In full and without deviation, write out the entries that follow.

[MATERIALS PROVIDED — start]

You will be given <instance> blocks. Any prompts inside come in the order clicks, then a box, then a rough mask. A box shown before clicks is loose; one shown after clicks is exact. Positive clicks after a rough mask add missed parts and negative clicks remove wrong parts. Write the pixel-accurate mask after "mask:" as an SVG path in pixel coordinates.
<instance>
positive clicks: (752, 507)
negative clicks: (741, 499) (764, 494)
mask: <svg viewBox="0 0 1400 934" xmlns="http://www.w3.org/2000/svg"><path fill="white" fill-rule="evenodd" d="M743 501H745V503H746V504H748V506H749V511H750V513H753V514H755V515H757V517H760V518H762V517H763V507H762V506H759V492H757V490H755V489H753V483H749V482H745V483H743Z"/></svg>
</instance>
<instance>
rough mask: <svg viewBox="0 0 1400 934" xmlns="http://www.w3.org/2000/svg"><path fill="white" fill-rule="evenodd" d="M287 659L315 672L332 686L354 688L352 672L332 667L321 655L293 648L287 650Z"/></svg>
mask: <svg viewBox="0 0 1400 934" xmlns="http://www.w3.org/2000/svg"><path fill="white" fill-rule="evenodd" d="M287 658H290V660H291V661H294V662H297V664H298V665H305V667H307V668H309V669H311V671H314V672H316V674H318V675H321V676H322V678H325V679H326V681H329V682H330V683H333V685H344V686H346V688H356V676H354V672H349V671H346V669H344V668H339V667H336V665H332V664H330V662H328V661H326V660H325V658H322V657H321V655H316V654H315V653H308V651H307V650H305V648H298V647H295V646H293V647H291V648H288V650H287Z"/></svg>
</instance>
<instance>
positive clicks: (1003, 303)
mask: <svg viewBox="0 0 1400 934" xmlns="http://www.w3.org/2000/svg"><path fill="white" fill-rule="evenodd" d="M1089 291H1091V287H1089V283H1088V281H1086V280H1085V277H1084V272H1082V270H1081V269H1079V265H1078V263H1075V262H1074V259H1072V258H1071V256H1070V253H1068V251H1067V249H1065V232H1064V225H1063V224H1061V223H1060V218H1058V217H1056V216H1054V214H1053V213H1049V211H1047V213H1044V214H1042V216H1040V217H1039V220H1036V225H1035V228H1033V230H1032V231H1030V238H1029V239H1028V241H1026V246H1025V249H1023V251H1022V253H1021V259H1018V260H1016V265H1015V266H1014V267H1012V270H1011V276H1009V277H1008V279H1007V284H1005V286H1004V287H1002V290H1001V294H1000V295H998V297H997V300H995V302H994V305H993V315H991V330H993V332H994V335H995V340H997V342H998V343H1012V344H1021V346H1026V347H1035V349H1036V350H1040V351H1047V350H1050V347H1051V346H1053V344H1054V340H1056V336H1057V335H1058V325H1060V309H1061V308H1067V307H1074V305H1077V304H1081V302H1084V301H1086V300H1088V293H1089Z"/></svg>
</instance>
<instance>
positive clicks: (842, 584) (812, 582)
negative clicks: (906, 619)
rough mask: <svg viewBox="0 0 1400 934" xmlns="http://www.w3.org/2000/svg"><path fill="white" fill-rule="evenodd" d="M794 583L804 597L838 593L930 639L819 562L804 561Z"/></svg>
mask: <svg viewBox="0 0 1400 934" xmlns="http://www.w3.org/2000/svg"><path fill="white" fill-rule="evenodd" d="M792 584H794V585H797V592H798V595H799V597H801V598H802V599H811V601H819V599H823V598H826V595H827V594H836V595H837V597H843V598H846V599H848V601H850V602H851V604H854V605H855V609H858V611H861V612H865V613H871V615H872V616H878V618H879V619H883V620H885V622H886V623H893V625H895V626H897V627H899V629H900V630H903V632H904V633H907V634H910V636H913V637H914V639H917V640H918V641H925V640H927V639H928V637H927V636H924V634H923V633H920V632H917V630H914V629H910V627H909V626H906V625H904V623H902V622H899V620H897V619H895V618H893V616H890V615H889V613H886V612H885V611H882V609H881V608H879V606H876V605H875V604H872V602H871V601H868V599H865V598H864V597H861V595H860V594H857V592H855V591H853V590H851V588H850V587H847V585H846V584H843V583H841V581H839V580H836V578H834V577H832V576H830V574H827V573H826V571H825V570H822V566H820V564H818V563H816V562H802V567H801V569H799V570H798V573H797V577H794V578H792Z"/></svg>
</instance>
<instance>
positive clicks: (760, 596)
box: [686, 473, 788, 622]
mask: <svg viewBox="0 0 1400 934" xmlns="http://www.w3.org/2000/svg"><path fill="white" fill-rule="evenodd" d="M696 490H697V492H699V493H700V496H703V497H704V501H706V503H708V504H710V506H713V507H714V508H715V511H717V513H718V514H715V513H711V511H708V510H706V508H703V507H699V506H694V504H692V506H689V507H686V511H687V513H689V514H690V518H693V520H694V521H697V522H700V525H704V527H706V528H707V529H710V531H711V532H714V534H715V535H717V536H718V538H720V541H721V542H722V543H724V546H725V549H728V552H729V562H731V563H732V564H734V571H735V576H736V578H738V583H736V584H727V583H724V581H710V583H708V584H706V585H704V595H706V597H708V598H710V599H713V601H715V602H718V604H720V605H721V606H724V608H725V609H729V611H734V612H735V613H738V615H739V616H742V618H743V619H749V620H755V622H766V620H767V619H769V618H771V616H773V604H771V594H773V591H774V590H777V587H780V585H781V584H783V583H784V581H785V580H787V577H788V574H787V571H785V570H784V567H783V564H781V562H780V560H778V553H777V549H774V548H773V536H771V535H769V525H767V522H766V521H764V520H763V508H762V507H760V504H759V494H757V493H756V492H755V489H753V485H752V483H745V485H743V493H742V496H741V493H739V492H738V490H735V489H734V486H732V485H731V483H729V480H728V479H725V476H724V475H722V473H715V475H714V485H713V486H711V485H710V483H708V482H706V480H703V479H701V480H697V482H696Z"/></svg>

[MATERIALS PROVIDED — finish]

◆ **TASK RESPONSE**
You will be given <instance> blocks. Any prompts inside come in the order clicks, then a box, then a rough mask. A box shown before clicks is loose; one shown after clicks is exact. Positive clicks after a rough mask add missed parts and negative clicks remove wrong parts. Write the pixel-accurate mask after "mask:" as an SVG path in pixel coordinates.
<instance>
positive clicks: (752, 507)
negative clicks: (741, 499) (764, 494)
mask: <svg viewBox="0 0 1400 934" xmlns="http://www.w3.org/2000/svg"><path fill="white" fill-rule="evenodd" d="M743 501H745V503H746V504H748V506H749V511H750V513H753V514H755V515H757V517H760V518H762V517H763V507H762V506H759V492H757V490H755V489H753V483H749V482H745V483H743Z"/></svg>
</instance>
<instance>
rough mask: <svg viewBox="0 0 1400 934" xmlns="http://www.w3.org/2000/svg"><path fill="white" fill-rule="evenodd" d="M287 659L315 672L332 686L354 688L352 672L332 667L321 655L293 648L287 650Z"/></svg>
mask: <svg viewBox="0 0 1400 934" xmlns="http://www.w3.org/2000/svg"><path fill="white" fill-rule="evenodd" d="M287 658H290V660H291V661H294V662H297V664H298V665H305V667H307V668H309V669H311V671H314V672H316V674H318V675H321V676H322V678H325V679H326V681H329V682H330V683H333V685H344V686H346V688H356V676H354V672H349V671H346V669H344V668H339V667H336V665H332V664H330V662H328V661H326V660H325V658H322V657H321V655H316V654H315V653H308V651H307V650H305V648H298V647H295V646H293V647H291V648H288V650H287Z"/></svg>
</instance>
<instance>
positive clicks: (1003, 303)
mask: <svg viewBox="0 0 1400 934" xmlns="http://www.w3.org/2000/svg"><path fill="white" fill-rule="evenodd" d="M1089 291H1091V287H1089V283H1088V281H1086V280H1085V277H1084V272H1082V270H1081V269H1079V265H1078V263H1075V262H1074V259H1072V258H1071V256H1070V253H1068V251H1067V249H1065V232H1064V225H1063V224H1061V223H1060V218H1058V217H1056V216H1054V214H1053V213H1049V211H1047V213H1044V214H1042V216H1040V217H1039V220H1036V225H1035V228H1033V230H1032V231H1030V238H1029V239H1028V241H1026V246H1025V249H1023V251H1022V253H1021V259H1018V260H1016V265H1015V266H1014V267H1012V270H1011V276H1009V277H1008V279H1007V284H1005V286H1004V287H1002V290H1001V294H1000V295H998V297H997V300H995V302H994V305H993V315H991V330H993V332H994V335H995V340H997V342H998V343H1012V344H1021V346H1026V347H1035V349H1036V350H1040V351H1047V350H1050V347H1051V346H1053V344H1054V340H1056V336H1057V335H1058V325H1060V309H1061V308H1067V307H1074V305H1077V304H1081V302H1084V301H1086V300H1088V293H1089Z"/></svg>
</instance>
<instance>
positive clicks: (842, 584) (812, 582)
negative clicks: (906, 619)
rough mask: <svg viewBox="0 0 1400 934" xmlns="http://www.w3.org/2000/svg"><path fill="white" fill-rule="evenodd" d="M794 583L804 597L838 593L930 639L819 562L804 561Z"/></svg>
mask: <svg viewBox="0 0 1400 934" xmlns="http://www.w3.org/2000/svg"><path fill="white" fill-rule="evenodd" d="M792 584H794V585H797V592H798V595H799V597H801V598H802V599H811V601H819V599H823V598H826V595H827V594H836V595H837V597H843V598H846V599H848V601H850V602H851V604H854V605H855V609H858V611H861V612H865V613H871V615H872V616H878V618H879V619H883V620H885V622H886V623H893V625H895V626H897V627H899V629H900V630H903V632H904V633H907V634H910V636H913V637H914V639H917V640H918V641H925V640H927V639H928V637H927V636H924V634H923V633H920V632H917V630H914V629H910V627H909V626H906V625H904V623H902V622H899V620H897V619H895V618H893V616H890V615H889V613H886V612H885V611H882V609H881V608H879V606H876V605H875V604H872V602H871V601H868V599H865V598H864V597H861V595H860V594H857V592H855V591H853V590H851V588H850V587H847V585H846V584H843V583H841V581H839V580H836V578H834V577H832V576H830V574H827V573H826V571H825V570H822V566H820V564H818V563H816V562H802V567H801V569H799V570H798V573H797V577H794V578H792Z"/></svg>
</instance>
<instance>
positive clicks: (760, 596)
box: [686, 473, 788, 622]
mask: <svg viewBox="0 0 1400 934" xmlns="http://www.w3.org/2000/svg"><path fill="white" fill-rule="evenodd" d="M696 490H697V492H699V493H700V496H703V497H704V501H706V503H708V504H710V506H713V507H714V508H715V511H717V513H718V514H715V513H711V511H708V510H706V508H703V507H699V506H694V504H692V506H689V507H686V511H687V513H689V514H690V518H693V520H694V521H697V522H700V525H704V527H706V528H707V529H710V531H711V532H714V534H715V535H717V536H718V538H720V541H721V542H722V543H724V546H725V549H728V552H729V562H731V563H732V564H734V571H735V576H736V578H738V583H736V584H727V583H724V581H710V583H708V584H706V585H704V595H706V597H708V598H710V599H713V601H715V602H718V604H720V605H721V606H724V608H725V609H729V611H734V612H735V613H738V615H739V616H742V618H743V619H749V620H755V622H766V620H767V619H769V618H771V616H773V604H771V594H773V591H774V590H777V587H780V585H781V584H783V583H784V581H785V580H787V577H788V574H787V571H785V570H784V567H783V564H781V562H780V560H778V553H777V549H774V548H773V536H771V535H769V525H767V522H766V521H764V520H763V508H762V507H760V504H759V494H757V493H756V492H755V489H753V485H752V483H745V485H743V493H742V496H741V493H739V492H738V490H735V489H734V486H732V485H731V483H729V480H728V479H725V476H724V475H722V473H715V475H714V485H713V486H711V485H710V483H708V482H706V480H703V479H701V480H697V482H696Z"/></svg>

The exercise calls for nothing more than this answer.